▸ Problem 1: In the records below, copy out word for word the part that opens with the line containing "Question. The photograph above contains instances of the chimney" and runs through the last line of the records, including both ends.

▸ Source:
★ ★ ★
[opam-devel] [ANN] opam-fmt 1.0

Thomas Gazagnaire thomas at gazagnaire.org
Mon Nov 23 12:11:22 GMT 2015


Thanks Gabriel, that's very useful!

For the various parsers, it might make sense to simply fork (or copy/paste) bits of opam parsers from various versions of opam and try to fix these parsers to:

- keep comments
- support some kind of alignments? 

Thomas


> On 22 Nov 2015, at 20:55, Gabriel Scherer <gabriel.scherer at gmail.com> wrote:
> 
>> - Any chance you could use cmdliner instead of Arg?  Fairly minor, but
>>  all the other plugins use it and it's nice to have the same behaviours
>>  for OPAM plugins where possible.
> 
> I'm fond of Daniel's design work, so I would gladly move to
> Cmdliner -- Arg was just what I could easily use "in anger" for
> a first try.
> 
>> - How does this behave on pre-1.2 files?  I think it's about time that
>>  we deprecate pre-1.2 so that we can have clean metadata standards
>>  about the new fields such as dev-repo.
> 
> opam-fmt updates older opam files to its own support version -- and
> refuses to work on newer files. Two things:
> 
> I think it would be a better design to have a family of scripts
> opam-fmt-1.0, opam-fmt-1.1, opam-fmt-1.2 etc. and a "mother script"
★ ★ ★
▸ Provided material:
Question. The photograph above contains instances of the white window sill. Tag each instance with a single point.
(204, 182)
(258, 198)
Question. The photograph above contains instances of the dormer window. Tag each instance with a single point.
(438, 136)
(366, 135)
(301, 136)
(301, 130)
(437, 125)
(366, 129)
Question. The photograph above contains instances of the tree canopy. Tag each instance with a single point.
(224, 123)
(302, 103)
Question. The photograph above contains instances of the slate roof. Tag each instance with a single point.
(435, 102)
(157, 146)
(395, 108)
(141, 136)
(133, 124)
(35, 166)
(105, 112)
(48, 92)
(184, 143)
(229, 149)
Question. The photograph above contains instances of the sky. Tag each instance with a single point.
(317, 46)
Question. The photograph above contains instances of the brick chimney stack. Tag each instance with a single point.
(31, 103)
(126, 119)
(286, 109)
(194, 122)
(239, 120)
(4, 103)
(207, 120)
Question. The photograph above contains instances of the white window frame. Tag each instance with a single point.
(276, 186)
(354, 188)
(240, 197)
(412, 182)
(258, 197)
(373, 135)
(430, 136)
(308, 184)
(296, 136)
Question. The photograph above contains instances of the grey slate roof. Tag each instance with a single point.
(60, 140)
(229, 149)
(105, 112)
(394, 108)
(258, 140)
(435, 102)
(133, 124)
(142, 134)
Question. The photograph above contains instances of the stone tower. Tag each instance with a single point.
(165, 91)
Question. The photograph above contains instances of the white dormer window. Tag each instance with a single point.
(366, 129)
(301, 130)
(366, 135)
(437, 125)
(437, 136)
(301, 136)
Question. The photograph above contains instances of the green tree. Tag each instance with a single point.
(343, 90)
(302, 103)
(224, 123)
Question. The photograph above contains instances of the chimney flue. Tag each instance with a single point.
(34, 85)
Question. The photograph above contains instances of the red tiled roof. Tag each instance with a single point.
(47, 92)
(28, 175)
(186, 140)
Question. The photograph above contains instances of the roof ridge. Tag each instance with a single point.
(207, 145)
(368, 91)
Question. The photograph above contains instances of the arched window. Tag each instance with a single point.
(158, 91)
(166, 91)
★ ★ ★
▸ Problem 2: Repeat verbatim the part of the opam-fmt thread that opens with the words containing "For the various" and closes with "kind of alignments?".

▸ Expected output 1:
Question. The photograph above contains instances of the chimney flue. Tag each instance with a single point.
(34, 85)
Question. The photograph above contains instances of the red tiled roof. Tag each instance with a single point.
(47, 92)
(28, 175)
(186, 140)
Question. The photograph above contains instances of the roof ridge. Tag each instance with a single point.
(207, 145)
(368, 91)
Question. The photograph above contains instances of the arched window. Tag each instance with a single point.
(158, 91)
(166, 91)

▸ Expected output 2:
For the various parsers, it might make sense to simply fork (or copy/paste) bits of opam parsers from various versions of opam and try to fix these parsers to:

- keep comments
- support some kind of alignments?